When you retype the listing, keep every word exactly as it appears.

══ The data

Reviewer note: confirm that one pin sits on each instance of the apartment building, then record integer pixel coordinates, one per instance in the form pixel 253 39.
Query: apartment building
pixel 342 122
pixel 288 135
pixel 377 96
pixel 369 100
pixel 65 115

════

Your response
Reviewer note: confirm that one pin sits on each instance of the apartment building, then record integer pixel coordinates, one per instance in the form pixel 253 39.
Query: apartment building
pixel 342 122
pixel 288 135
pixel 377 96
pixel 369 100
pixel 65 115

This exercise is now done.